**Given records:**
------------------------------
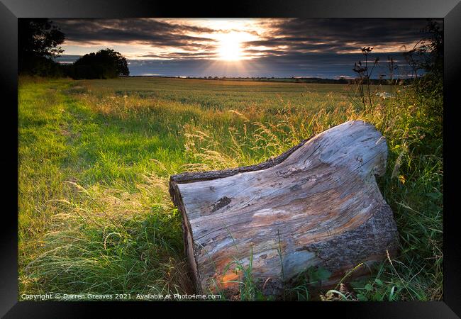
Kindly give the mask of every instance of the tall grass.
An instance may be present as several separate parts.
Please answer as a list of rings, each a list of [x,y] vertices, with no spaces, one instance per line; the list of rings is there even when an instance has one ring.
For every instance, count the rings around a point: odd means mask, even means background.
[[[191,292],[168,177],[255,164],[362,119],[387,140],[378,181],[400,254],[329,292],[315,289],[325,274],[311,269],[286,298],[442,298],[442,121],[431,111],[440,96],[372,86],[394,96],[370,94],[364,108],[353,86],[223,82],[22,79],[20,294]],[[233,267],[246,274],[240,299],[270,299],[238,262]]]

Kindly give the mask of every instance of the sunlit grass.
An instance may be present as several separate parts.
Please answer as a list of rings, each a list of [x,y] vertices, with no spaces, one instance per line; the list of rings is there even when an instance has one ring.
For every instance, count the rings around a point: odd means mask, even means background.
[[[395,96],[373,95],[364,112],[354,86],[340,84],[21,78],[20,294],[190,292],[170,175],[255,164],[360,118],[387,140],[379,183],[401,254],[328,293],[313,296],[306,273],[287,298],[440,300],[441,119],[428,110],[441,101],[372,89]],[[242,298],[260,299],[247,279]]]

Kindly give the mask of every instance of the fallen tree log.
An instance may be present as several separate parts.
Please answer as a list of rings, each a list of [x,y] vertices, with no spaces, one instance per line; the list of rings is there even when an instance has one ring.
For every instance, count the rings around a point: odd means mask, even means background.
[[[237,292],[237,264],[277,293],[310,267],[330,271],[331,284],[394,253],[396,224],[374,177],[387,158],[384,138],[356,121],[264,163],[172,176],[197,292]]]

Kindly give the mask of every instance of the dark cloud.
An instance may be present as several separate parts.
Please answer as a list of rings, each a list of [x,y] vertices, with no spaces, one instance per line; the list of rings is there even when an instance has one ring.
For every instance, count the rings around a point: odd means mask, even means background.
[[[350,52],[362,46],[413,45],[424,36],[427,20],[413,19],[301,19],[262,22],[272,30],[265,38],[245,46],[277,47],[287,52]],[[442,21],[440,21],[442,22]]]
[[[379,52],[381,62],[373,77],[386,69],[388,55],[400,61],[401,76],[408,73],[401,55],[405,45],[410,49],[424,36],[426,19],[264,19],[256,24],[266,32],[250,30],[259,40],[242,43],[244,54],[257,57],[241,61],[237,69],[217,56],[218,43],[206,35],[230,32],[177,22],[152,18],[56,19],[68,41],[82,45],[102,41],[118,44],[142,43],[152,52],[141,60],[130,60],[132,75],[156,74],[165,76],[226,77],[319,77],[354,76],[354,63],[362,60],[357,52],[362,46],[391,47],[394,52]],[[439,21],[440,24],[443,21]],[[193,34],[194,35],[191,35]],[[201,34],[204,35],[201,36]],[[162,47],[161,53],[153,50]],[[150,51],[149,50],[148,51]],[[123,52],[122,52],[123,53]],[[63,56],[61,59],[65,59]],[[170,59],[170,60],[142,60]],[[62,61],[64,61],[62,60]],[[245,72],[242,70],[245,69]]]
[[[209,33],[213,30],[194,26],[169,23],[152,18],[55,19],[67,41],[84,44],[101,41],[140,43],[160,47],[203,46],[206,38],[187,35],[188,32]]]

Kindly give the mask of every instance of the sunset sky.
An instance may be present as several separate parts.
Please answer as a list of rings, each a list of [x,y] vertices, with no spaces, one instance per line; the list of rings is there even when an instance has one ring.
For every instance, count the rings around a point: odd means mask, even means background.
[[[110,47],[128,60],[130,75],[355,76],[360,47],[374,47],[385,72],[394,57],[421,38],[426,19],[132,18],[52,19],[65,33],[61,62]]]

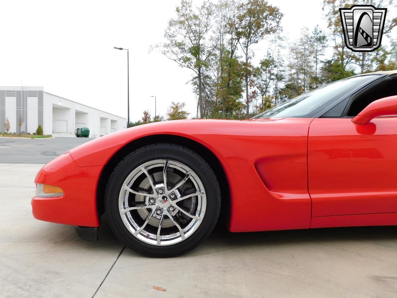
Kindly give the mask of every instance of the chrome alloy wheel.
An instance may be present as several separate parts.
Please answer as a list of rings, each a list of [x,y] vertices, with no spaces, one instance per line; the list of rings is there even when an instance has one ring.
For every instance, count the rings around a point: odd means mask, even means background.
[[[197,175],[177,161],[156,160],[133,170],[119,196],[120,216],[138,239],[156,246],[182,241],[205,213],[205,191]]]

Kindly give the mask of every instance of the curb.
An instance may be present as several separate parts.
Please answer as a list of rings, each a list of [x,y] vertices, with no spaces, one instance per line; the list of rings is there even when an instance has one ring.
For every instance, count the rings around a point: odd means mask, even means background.
[[[55,139],[55,137],[4,137],[2,135],[0,135],[0,138],[2,139],[39,139],[39,140],[43,140],[46,139]]]

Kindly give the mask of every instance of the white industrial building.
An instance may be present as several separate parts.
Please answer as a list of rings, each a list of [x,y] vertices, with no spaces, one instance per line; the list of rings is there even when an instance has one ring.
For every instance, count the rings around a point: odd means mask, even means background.
[[[74,136],[81,127],[98,137],[124,129],[127,119],[44,91],[43,87],[0,87],[0,132],[36,132],[41,124],[44,134]],[[20,121],[22,122],[19,128]]]

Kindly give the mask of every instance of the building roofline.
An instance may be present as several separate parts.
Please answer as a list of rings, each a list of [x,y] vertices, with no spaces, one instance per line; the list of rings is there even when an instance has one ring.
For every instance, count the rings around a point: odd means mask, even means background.
[[[121,117],[121,116],[119,116],[118,115],[116,115],[116,114],[112,114],[111,113],[109,113],[109,112],[105,112],[105,111],[104,111],[104,110],[100,110],[100,109],[98,108],[94,108],[93,106],[88,106],[87,104],[85,104],[83,103],[79,103],[79,102],[78,102],[77,101],[72,101],[71,99],[69,99],[68,98],[66,98],[66,97],[63,97],[62,96],[60,96],[59,95],[57,95],[56,94],[54,94],[53,93],[51,93],[50,92],[47,92],[46,91],[44,91],[44,93],[46,93],[48,94],[50,94],[50,95],[54,95],[54,96],[56,96],[57,97],[59,97],[60,98],[62,98],[62,99],[66,99],[67,101],[71,101],[71,102],[72,102],[73,103],[78,103],[79,104],[81,104],[82,106],[87,106],[88,108],[93,108],[93,109],[95,109],[95,110],[98,110],[98,111],[100,111],[101,112],[103,112],[104,113],[108,113],[108,114],[109,114],[110,115],[113,115],[114,116],[116,116],[116,117],[118,117],[119,118],[122,118],[123,119],[125,119],[126,120],[127,120],[127,118],[124,118],[123,117]]]

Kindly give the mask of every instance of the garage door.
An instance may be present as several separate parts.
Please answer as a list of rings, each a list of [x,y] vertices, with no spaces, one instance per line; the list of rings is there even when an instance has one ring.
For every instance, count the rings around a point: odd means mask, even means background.
[[[67,132],[67,120],[56,120],[54,132]]]
[[[105,135],[106,135],[106,126],[100,127],[100,136]]]

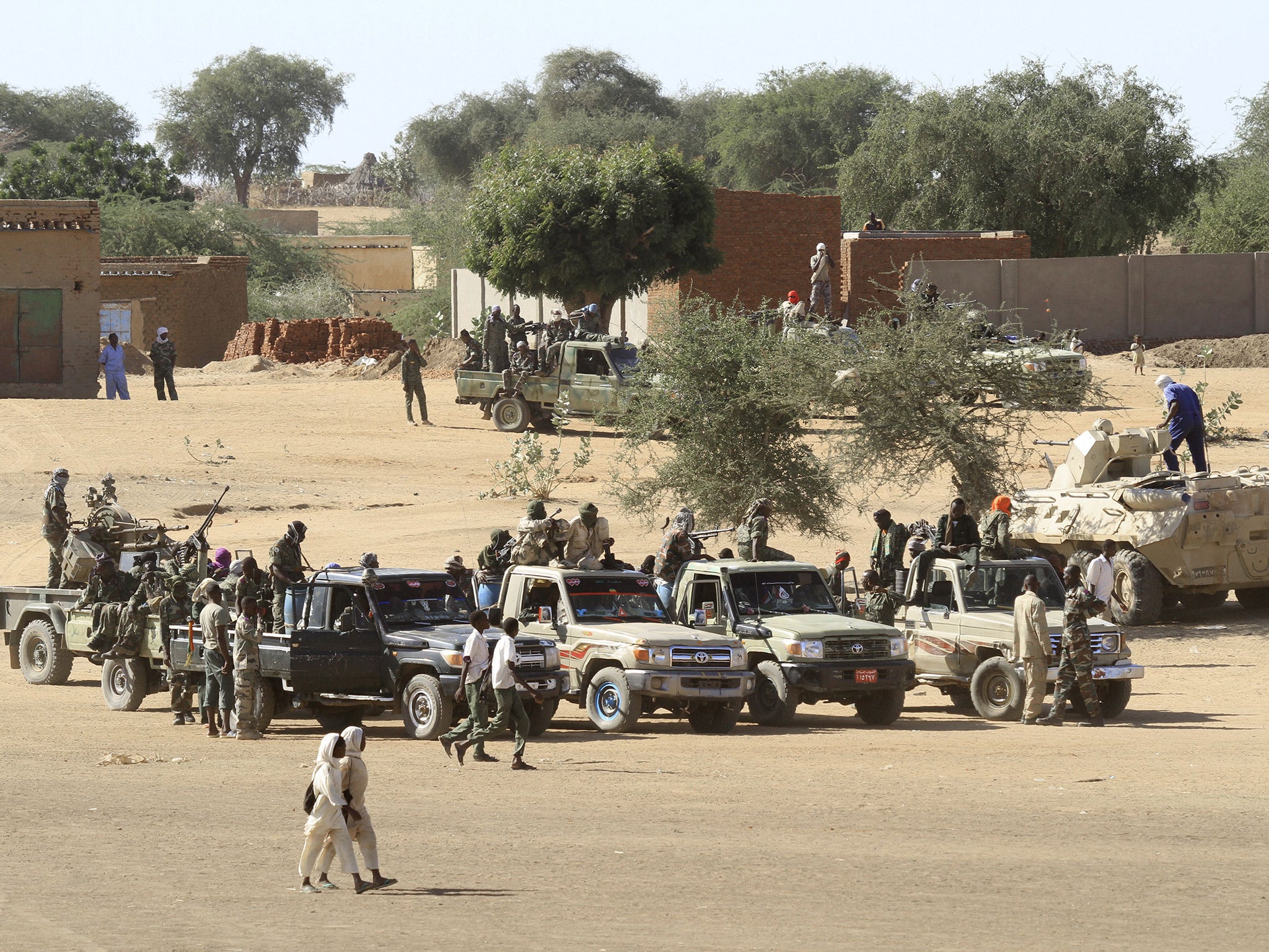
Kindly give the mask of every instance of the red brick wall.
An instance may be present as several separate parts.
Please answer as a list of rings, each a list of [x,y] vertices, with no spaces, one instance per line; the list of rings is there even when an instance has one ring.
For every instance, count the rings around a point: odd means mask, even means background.
[[[1016,237],[846,237],[841,240],[844,297],[854,322],[874,307],[895,303],[904,270],[914,258],[926,261],[985,261],[1030,258],[1030,239]],[[877,284],[882,287],[877,287]]]
[[[648,320],[660,306],[683,294],[708,294],[758,308],[775,306],[789,291],[811,296],[811,255],[820,241],[836,253],[841,235],[841,199],[836,195],[786,195],[714,189],[718,216],[714,246],[723,263],[709,274],[687,274],[648,289]],[[834,282],[836,284],[836,281]],[[836,291],[836,288],[834,288]]]

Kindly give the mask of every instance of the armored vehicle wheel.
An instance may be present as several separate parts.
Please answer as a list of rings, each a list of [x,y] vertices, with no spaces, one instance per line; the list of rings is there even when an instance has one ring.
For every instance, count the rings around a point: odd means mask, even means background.
[[[749,698],[749,716],[764,727],[788,727],[797,713],[798,692],[778,661],[759,661],[758,684]]]
[[[494,401],[494,425],[503,433],[524,433],[530,418],[529,405],[519,397],[500,397]]]
[[[560,707],[560,698],[553,697],[549,701],[543,701],[541,704],[529,702],[525,707],[529,711],[529,736],[539,737],[551,726],[551,718],[555,717],[556,708]]]
[[[1103,717],[1118,717],[1128,707],[1132,697],[1131,680],[1103,680],[1098,682],[1098,699],[1101,702]],[[1079,691],[1071,693],[1071,710],[1080,717],[1086,717],[1089,710],[1084,706],[1084,697]]]
[[[401,692],[401,720],[406,736],[435,740],[454,720],[454,699],[430,674],[416,674]]]
[[[1269,589],[1235,589],[1233,594],[1237,595],[1239,604],[1249,612],[1263,612],[1269,608]]]
[[[1023,716],[1027,683],[1004,658],[989,658],[973,670],[970,696],[989,721],[1016,721]]]
[[[641,698],[631,697],[631,685],[621,668],[602,668],[586,687],[586,713],[602,731],[629,731],[643,710]]]
[[[74,660],[46,618],[27,622],[18,642],[18,664],[28,684],[65,684]]]
[[[1211,612],[1226,603],[1228,592],[1187,592],[1181,589],[1181,604],[1195,612]]]
[[[148,688],[150,670],[140,658],[108,658],[102,665],[102,697],[112,711],[136,711]]]
[[[1119,625],[1154,625],[1164,611],[1164,576],[1141,552],[1127,548],[1114,557],[1114,619]]]
[[[688,724],[697,734],[730,734],[744,701],[700,701],[688,707]]]
[[[898,720],[904,713],[904,698],[906,692],[902,688],[878,691],[855,702],[855,713],[864,724],[887,725]]]

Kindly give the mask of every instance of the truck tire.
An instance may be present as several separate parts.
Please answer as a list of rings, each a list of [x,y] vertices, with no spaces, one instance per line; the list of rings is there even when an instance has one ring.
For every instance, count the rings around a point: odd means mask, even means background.
[[[1269,608],[1269,589],[1235,589],[1233,594],[1237,595],[1239,604],[1249,612],[1263,612]]]
[[[1154,625],[1164,611],[1164,576],[1141,552],[1128,548],[1114,557],[1114,592],[1127,608],[1112,603],[1119,625]]]
[[[631,697],[621,668],[600,668],[586,685],[586,713],[599,730],[631,731],[643,710],[643,699]]]
[[[555,717],[555,712],[560,707],[560,698],[553,697],[541,704],[529,703],[525,707],[529,712],[529,736],[541,737],[551,726],[551,718]]]
[[[47,618],[32,618],[22,630],[18,664],[28,684],[65,684],[75,660]]]
[[[1027,683],[1004,658],[989,658],[973,670],[970,697],[989,721],[1016,721],[1023,716]]]
[[[499,397],[494,401],[494,425],[503,433],[524,433],[533,414],[520,397]]]
[[[102,697],[112,711],[136,711],[150,691],[150,666],[140,658],[108,658],[102,665]]]
[[[454,699],[431,674],[416,674],[401,692],[401,720],[407,737],[435,740],[454,720]]]
[[[855,713],[864,724],[887,725],[904,713],[906,692],[902,688],[878,691],[855,702]]]
[[[797,715],[798,692],[778,661],[759,661],[758,683],[749,698],[749,716],[764,727],[788,727]]]
[[[700,701],[688,707],[688,724],[697,734],[731,734],[744,701]]]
------------------------------
**Short task:** Please quote the stretch from the line that contains "Kindly give the mask of every instance of the garage" through the line that contains "[[[105,135],[106,135],[106,126],[100,127],[100,136]]]", both ends included, exactly as they appear in the items above.

**Correct response:**
Kindly give the mask of every instance of the garage door.
An instance may be present as several separate parts.
Please answer as a list of rings, each a list of [x,y] vertices, with no spaces, one instance per line; the list of rings is there even when an instance has one ring.
For every instance, count the rings around a point: odd means mask, even means background.
[[[67,132],[67,120],[56,120],[54,132]]]
[[[105,135],[106,135],[106,126],[100,127],[100,136]]]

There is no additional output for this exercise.